■ **TASK DESCRIPTION**
Could you output exactly the lines from the one containing "For each instance of the white oak" through the end of the records below, and nothing more?

===== EXTRACTED MATERIAL =====

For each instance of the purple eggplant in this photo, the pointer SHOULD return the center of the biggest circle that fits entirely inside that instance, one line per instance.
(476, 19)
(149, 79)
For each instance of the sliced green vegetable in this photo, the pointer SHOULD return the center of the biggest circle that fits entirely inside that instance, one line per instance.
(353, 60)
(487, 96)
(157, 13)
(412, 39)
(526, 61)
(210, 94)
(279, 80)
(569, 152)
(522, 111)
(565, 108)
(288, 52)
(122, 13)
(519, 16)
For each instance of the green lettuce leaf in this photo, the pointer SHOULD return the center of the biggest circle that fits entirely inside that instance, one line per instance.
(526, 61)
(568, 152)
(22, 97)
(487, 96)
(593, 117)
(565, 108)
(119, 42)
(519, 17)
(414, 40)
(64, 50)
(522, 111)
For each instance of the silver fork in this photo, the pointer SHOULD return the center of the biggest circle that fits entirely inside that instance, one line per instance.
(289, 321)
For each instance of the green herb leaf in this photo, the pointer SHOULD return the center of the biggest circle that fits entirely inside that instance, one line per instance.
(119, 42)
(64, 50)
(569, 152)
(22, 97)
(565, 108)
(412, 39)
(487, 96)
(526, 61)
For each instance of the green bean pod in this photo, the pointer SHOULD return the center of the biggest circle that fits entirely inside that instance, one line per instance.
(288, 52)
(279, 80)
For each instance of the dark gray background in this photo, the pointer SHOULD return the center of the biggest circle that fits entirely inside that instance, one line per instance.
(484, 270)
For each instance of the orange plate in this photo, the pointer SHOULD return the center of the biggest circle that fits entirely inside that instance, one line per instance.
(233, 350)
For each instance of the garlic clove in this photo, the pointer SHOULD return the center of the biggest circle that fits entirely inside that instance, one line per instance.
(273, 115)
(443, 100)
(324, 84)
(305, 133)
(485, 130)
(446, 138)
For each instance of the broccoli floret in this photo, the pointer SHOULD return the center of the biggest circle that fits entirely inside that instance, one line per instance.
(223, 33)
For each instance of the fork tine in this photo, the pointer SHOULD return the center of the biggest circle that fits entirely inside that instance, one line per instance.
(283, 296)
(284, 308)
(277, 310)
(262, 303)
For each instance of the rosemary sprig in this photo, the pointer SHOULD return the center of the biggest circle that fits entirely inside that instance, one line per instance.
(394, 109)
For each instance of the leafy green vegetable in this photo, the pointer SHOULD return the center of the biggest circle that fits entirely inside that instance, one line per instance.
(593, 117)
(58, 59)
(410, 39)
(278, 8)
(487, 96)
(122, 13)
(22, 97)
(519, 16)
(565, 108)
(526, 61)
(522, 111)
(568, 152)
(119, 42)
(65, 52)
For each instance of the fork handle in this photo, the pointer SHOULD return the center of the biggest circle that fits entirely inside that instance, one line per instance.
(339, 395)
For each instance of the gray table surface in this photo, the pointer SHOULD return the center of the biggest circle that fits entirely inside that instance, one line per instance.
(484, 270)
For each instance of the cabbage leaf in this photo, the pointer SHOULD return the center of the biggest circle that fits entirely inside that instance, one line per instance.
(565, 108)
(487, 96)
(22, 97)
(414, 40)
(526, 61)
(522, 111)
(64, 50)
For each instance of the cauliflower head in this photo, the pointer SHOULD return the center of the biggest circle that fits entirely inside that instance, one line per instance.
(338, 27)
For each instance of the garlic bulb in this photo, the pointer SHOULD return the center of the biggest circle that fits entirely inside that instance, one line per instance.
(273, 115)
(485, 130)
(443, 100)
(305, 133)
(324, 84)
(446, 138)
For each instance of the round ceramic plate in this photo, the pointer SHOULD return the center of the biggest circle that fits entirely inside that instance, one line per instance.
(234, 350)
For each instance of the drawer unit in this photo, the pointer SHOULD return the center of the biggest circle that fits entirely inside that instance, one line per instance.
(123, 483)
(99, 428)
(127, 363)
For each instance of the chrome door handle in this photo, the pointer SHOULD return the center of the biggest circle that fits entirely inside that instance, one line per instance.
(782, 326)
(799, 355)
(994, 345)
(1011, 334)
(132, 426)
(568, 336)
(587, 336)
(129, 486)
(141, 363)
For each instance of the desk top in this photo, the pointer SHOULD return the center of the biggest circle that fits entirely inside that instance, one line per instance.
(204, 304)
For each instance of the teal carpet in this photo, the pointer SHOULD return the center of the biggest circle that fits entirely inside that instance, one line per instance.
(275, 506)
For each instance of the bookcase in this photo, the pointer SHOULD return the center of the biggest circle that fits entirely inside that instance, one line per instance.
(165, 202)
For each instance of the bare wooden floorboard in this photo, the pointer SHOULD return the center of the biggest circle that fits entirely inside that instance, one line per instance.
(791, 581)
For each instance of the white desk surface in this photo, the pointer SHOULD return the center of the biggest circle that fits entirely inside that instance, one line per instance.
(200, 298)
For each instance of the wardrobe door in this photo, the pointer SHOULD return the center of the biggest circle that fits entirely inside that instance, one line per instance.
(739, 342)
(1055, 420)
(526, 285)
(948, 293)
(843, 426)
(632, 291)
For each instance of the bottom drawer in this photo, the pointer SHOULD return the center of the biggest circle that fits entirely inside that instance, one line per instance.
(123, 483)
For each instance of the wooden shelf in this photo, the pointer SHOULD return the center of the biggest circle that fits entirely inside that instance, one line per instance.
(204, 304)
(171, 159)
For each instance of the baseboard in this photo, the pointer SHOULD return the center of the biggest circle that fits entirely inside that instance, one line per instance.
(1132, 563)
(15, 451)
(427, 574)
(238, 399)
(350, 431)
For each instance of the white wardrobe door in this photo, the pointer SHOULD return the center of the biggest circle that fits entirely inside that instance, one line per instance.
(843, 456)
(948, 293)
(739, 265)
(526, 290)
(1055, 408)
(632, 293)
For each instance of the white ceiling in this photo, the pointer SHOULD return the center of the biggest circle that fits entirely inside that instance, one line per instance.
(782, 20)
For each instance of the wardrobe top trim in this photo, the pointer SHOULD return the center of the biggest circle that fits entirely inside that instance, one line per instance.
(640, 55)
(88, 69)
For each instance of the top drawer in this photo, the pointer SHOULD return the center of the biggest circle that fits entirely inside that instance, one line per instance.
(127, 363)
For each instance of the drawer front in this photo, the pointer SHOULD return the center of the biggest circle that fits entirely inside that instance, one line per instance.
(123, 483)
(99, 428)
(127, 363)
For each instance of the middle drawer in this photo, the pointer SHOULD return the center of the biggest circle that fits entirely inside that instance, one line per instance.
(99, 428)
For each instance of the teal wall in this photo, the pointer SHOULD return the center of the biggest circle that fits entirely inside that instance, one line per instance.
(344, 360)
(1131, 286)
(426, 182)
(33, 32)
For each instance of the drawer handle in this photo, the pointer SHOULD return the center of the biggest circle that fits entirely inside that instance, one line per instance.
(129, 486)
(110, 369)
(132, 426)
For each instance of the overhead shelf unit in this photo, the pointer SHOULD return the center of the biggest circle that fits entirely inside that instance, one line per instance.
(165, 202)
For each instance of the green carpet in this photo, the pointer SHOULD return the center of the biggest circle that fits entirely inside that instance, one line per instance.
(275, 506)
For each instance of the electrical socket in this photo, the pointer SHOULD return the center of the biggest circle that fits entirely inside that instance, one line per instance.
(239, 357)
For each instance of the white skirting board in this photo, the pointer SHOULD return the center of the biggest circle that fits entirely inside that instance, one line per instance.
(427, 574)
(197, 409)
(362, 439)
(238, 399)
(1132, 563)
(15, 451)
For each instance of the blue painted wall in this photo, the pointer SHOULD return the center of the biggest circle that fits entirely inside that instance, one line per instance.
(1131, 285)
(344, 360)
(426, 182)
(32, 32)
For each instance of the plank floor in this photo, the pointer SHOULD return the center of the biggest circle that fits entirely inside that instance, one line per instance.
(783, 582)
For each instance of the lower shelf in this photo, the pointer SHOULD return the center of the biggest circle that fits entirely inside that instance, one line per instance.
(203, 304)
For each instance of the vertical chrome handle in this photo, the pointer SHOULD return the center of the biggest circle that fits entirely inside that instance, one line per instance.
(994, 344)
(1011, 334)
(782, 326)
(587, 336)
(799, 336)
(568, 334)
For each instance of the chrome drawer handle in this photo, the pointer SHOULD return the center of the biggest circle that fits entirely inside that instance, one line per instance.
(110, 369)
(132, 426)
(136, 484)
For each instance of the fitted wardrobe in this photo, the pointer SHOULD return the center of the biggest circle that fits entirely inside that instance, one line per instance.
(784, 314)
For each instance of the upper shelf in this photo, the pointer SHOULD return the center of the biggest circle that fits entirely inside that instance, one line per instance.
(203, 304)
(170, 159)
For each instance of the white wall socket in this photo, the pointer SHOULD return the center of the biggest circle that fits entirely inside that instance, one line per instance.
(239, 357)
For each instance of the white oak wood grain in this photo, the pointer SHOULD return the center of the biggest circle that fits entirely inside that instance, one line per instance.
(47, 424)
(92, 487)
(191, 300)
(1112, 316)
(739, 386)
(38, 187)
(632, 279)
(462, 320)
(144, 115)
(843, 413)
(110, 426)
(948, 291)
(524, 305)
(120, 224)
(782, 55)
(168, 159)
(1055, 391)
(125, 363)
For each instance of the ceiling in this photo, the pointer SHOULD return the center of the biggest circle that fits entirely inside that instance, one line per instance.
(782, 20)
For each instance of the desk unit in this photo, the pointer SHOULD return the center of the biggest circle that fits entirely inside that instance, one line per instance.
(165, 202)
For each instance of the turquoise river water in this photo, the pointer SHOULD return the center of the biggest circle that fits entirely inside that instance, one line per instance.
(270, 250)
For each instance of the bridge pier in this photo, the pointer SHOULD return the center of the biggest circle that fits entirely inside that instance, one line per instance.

=====

■ **ANSWER**
For each instance of the white oak wood grain in this photo, the pointer SHOULD return the center of the biggest circle that fits entirely inside that instance, one line per instance.
(47, 424)
(92, 487)
(191, 300)
(1112, 316)
(739, 386)
(38, 187)
(632, 279)
(462, 320)
(144, 115)
(843, 413)
(110, 426)
(948, 291)
(524, 305)
(120, 224)
(782, 55)
(168, 159)
(1055, 391)
(125, 363)
For each instance of the ceiling in this photo, the pointer SHOULD return the center of the biggest circle that fits entirely inside that instance, one line per instance.
(782, 20)
For each instance of the desk unit in this photo, the pointer SHOULD return the center of the biggest circle that fits entirely inside that instance, one line per instance.
(165, 202)
For each instance of the turquoise river water in this photo, the pointer SHOULD return the center of the biggest circle that fits entirely inside that instance, one line per instance.
(270, 250)
For each instance of the bridge pier in this photo, the pointer SHOULD return the center of the biggest circle that fits entirely inside that instance, one line per instance.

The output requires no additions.